#### DATA SHOWN ####

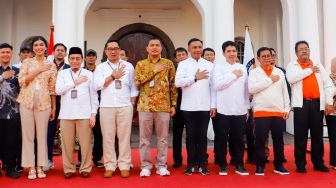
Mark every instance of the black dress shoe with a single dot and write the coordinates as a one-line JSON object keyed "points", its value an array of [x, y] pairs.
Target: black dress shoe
{"points": [[98, 164], [85, 174], [301, 169], [232, 162], [322, 168], [19, 169], [177, 164], [12, 173], [69, 175], [250, 161]]}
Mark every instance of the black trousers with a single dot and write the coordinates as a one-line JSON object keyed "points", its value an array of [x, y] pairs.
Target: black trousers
{"points": [[196, 123], [262, 127], [178, 125], [233, 127], [97, 150], [249, 136], [52, 126], [309, 117], [9, 141], [331, 123]]}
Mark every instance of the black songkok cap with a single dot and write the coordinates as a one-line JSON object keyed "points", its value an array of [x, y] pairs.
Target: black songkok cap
{"points": [[75, 50]]}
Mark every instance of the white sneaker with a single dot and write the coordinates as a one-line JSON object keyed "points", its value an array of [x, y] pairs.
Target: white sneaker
{"points": [[145, 173], [163, 172], [32, 174], [41, 174], [49, 166]]}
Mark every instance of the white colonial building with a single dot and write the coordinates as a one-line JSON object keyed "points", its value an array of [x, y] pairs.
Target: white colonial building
{"points": [[90, 23]]}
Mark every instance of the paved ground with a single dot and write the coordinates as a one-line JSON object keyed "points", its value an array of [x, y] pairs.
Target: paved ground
{"points": [[288, 138]]}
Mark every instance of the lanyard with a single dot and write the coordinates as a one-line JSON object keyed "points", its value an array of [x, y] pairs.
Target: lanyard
{"points": [[72, 76], [111, 66]]}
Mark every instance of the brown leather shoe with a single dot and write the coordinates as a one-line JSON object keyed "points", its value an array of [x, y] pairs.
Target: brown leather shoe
{"points": [[85, 174], [124, 173], [69, 175], [108, 173]]}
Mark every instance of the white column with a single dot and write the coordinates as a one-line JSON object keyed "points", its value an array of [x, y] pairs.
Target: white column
{"points": [[65, 22], [308, 27], [223, 25], [329, 15], [205, 8], [69, 21]]}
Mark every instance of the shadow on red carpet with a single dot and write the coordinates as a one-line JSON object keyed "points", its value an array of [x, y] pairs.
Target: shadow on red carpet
{"points": [[55, 177]]}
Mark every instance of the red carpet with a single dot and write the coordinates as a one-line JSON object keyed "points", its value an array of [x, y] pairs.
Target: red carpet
{"points": [[178, 179]]}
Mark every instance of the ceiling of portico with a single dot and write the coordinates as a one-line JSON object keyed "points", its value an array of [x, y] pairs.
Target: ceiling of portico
{"points": [[138, 4]]}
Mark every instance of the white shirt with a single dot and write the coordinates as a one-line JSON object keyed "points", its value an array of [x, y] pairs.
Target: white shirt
{"points": [[268, 96], [86, 102], [110, 96], [196, 96], [232, 92], [18, 65], [295, 74]]}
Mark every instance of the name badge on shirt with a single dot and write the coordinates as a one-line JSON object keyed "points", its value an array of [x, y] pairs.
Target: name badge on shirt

####

TASK
Convert the entries above into a Markdown table with two columns, Row and Line. Put one line per row, numbered in order, and leave out blank lines and pictures.

REPLY TO THE TASK
| Row | Line |
|---|---|
| 1 | Mark every instance of the black dress shoe with a single dot and write the coordinates as a one-line JSON object keyed "points", its value an array of [x, y] pairs. |
| 2 | Target: black dress shoe |
| 3 | {"points": [[98, 164], [85, 174], [301, 169], [232, 162], [322, 168], [19, 169], [177, 164], [12, 173], [69, 175], [250, 161]]} |
| 4 | Mark every instance of the black trousers with a single dot and write the coordinates as a one-line JSON object keyed "points", its value an array of [x, y] pairs. |
| 5 | Target: black trousers |
| 6 | {"points": [[196, 123], [262, 127], [178, 125], [233, 127], [97, 150], [249, 136], [52, 126], [309, 117], [9, 141], [331, 123]]} |
| 7 | Mark every instance of the black songkok cap with a single dot and write the coordinates as a one-line JSON object keyed "points", its value an array of [x, y] pairs. |
| 8 | Target: black songkok cap |
| 9 | {"points": [[75, 50]]} |
| 10 | Mark every instance of the white sneaker with a single dot and write the coordinates as a one-line JSON object keyed "points", its value an array of [x, y] pairs. |
| 11 | Target: white sneaker |
| 12 | {"points": [[145, 173], [163, 172], [32, 174], [41, 174], [49, 166]]} |
| 13 | Mark every instance of the white colonial building with a single dot and write the coordinates as a one-line JSON object keyed "points", its value an array of [x, y] pairs. |
| 14 | Target: white colonial building |
| 15 | {"points": [[90, 23]]} |
| 16 | Mark every instance of the paved ground with a single dot and write the coordinates as a one-line JSON object keyed "points", its value an array of [x, y] pairs. |
| 17 | Target: paved ground |
| 18 | {"points": [[288, 138]]} |
| 19 | Mark every instance of the lanyard with a single dot and write the coordinates as a one-line JSON object keyed "points", its value an array of [x, y] pairs. |
| 20 | Target: lanyard |
| 21 | {"points": [[72, 76], [111, 66]]} |
| 22 | Mark every instance of the brown leather shoe with a single dot and write the coordinates as a one-line JSON object keyed "points", its value an array of [x, y] pairs. |
| 23 | Target: brown leather shoe |
| 24 | {"points": [[85, 174], [124, 173], [69, 175], [108, 173]]} |
| 25 | Mark every instance of the white column with a single dot and write the coordinates as a one-line JSON object keyed "points", its value an array of [x, y] pairs. |
| 26 | Target: white column |
| 27 | {"points": [[65, 22], [308, 27], [223, 25], [329, 15], [205, 8], [69, 21]]} |
| 28 | Mark every instance of the shadow on red carpet with a single dot and write the coordinates as a one-line JSON object keyed "points", its value an array of [x, y] pairs. |
| 29 | Target: shadow on red carpet |
| 30 | {"points": [[55, 177]]} |
| 31 | Mark every instance of the red carpet with a single dot and write the coordinates as a one-line JSON object keyed "points", its value an array of [x, y] pairs. |
| 32 | Target: red carpet |
| 33 | {"points": [[178, 179]]} |
| 34 | Mark every instance of the ceiling of portico with a single dot and write the coordinates as a one-line JSON object keyed "points", its value an array of [x, y] pairs. |
| 35 | Target: ceiling of portico |
| 36 | {"points": [[138, 4]]} |
| 37 | Mark every instance of the white shirt with a single dot and write the coordinates as a one-line JSON object keyed "points", its value an array of [x, y] pairs. |
| 38 | Target: white shirt |
| 39 | {"points": [[268, 96], [86, 102], [110, 96], [196, 96], [232, 92], [18, 65], [295, 74]]} |
| 40 | Mark every instance of the name badge on shirt with a single dot and write the coordinates as a one-line JSON object keyed "points", its value an array of [x, y] pairs. |
| 41 | Target: name badge on shirt |